CONSIGNE:
Affichez le passage du texte sur la liberté négative, ci-dessous, compris entre « Un rapport négatif » et « juridiquement la personne. », ces deux bornes incluses.

SOURCE:
━━━━━━━━━━━━━━━━━━━━━━━━━━━━━━

13Comprenons bien, il ne s’agit nullement de prophétiser la fin prochaine du système capitaliste, dont la capacité de réaction n’est plus à démontrer, mais de souligner que, s’ils permettent d’éviter un effondrement total, les aménagements du système ne parviennent jamais à surmonter les contradictions qui le minent. Cela vaut, notamment, pour le retour de l’éthique dont on parle beaucoup depuis plusieurs années. C’est là en effet un mouvement qui procède clairement d’un rejet de la politique au sens fort du mot, au sens d’une activité collective qui, mettant en jeu l’institution même de la société, présuppose que les hommes prennent conscience que rien n’est sacré en soi, qu’il n’existe aucune norme transcendante, que toute valeur relève d’une institution sociale. On comprend que Castoriadis assure « impossible » « de ne pas constater la parenté de ce tournant avec le repli sur la sphère “privée” qui caractérise l’époque et l’idéologie “individualiste” » (CL 4, 208).
Un rapport négatif au pouvoir
14La mise en cause du mouvement récent en appelant à l’éthique indique bien que les éléments de crise relevés par Castoriadis, que sont la privatisation des individus et le déclin de la politique, entretiennent de profonds liens avec la pensée libérale s’attachant prioritairement à la défense des libertés dites négatives. L’expression est due à Isaiah Berlin, qui définit par là « le champ à l’intérieur duquel un sujet – individuel ou collectif – doit ou devrait faire ou être ce qu’il est capable de faire ou d’être sans l’ingérence d’autrui » (1988, 190). La liberté ainsi comprise se fonde sur une opposition, qu’elle contribue à renforcer, entre l’individu et le pouvoir : elle vise à protéger celui-là de celui-ci – ce qui a conduit, par exemple, à parler d’habeas corpus ou à définir juridiquement la personne.
15En ce sens, la liberté négative est une revendication centrale de la pensée libérale depuis le XVIIIe siècle au moins. Pierre Manent n’a pas tort de faire valoir que c’est Montesquieu qui, « en voyant dans l’opposition entre le pouvoir et la liberté le centre du problème politique », « fixe ce que l’on pourrait appeler le langage définitif du libéralisme » (1988, p. 123) ; mais l’on peut penser que c’est Benjamin Constant qui manifeste le plus clairement la dynamique qui la sous-tend. Soulignant, dans son discours sur l’opposition entre Anciens et Modernes, que l’on ne peut « demander aux peuples de nos jours de sacrifier comme ceux d’autrefois la totalité de leur liberté individuelle à la liberté politique », il assure que « le but des modernes est la sécurité dans les jouissances privées ; et [qu’] ils nomment liberté les garanties accordées par les institutions à ces jouissances ».

━━━━━━━━━━━━━━━━━━━━━━━━━━━━━━

[Entrées enregistrées d'une collection]
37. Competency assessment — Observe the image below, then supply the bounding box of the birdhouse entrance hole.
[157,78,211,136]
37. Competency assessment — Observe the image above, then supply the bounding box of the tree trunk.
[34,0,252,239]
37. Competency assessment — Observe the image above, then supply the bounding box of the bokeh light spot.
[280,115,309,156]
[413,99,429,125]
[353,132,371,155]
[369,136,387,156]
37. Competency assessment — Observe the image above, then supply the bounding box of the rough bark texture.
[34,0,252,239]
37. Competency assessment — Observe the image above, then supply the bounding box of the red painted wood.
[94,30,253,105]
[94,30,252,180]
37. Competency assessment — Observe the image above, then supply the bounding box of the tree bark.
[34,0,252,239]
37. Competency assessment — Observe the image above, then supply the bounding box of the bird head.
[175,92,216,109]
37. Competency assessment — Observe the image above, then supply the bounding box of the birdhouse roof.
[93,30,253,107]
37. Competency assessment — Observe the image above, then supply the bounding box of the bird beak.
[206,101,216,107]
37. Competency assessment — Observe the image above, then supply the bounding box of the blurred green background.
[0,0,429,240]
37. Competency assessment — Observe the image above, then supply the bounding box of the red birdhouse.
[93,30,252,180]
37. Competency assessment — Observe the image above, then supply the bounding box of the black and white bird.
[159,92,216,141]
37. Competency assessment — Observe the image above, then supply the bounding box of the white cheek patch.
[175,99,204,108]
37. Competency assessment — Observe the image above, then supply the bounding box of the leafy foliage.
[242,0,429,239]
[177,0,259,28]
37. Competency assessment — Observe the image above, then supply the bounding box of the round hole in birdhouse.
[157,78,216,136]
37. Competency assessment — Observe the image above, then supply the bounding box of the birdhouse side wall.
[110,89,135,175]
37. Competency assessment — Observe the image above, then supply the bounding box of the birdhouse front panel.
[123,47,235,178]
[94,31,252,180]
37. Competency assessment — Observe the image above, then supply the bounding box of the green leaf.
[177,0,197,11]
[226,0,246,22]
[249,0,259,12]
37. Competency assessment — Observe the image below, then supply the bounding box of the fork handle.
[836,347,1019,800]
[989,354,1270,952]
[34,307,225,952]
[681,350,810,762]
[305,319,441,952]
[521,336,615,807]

━━━━━━━━━━━━━━━━━━━━━━━━━━━━━━

RÉPONSE ATTENDUE:
Un rapport négatif au pouvoir
14La mise en cause du mouvement récent en appelant à l’éthique indique bien que les éléments de crise relevés par Castoriadis, que sont la privatisation des individus et le déclin de la politique, entretiennent de profonds liens avec la pensée libérale s’attachant prioritairement à la défense des libertés dites négatives. L’expression est due à Isaiah Berlin, qui définit par là « le champ à l’intérieur duquel un sujet – individuel ou collectif – doit ou devrait faire ou être ce qu’il est capable de faire ou d’être sans l’ingérence d’autrui » (1988, 190). La liberté ainsi comprise se fonde sur une opposition, qu’elle contribue à renforcer, entre l’individu et le pouvoir : elle vise à protéger celui-là de celui-ci – ce qui a conduit, par exemple, à parler d’habeas corpus ou à définir juridiquement la personne.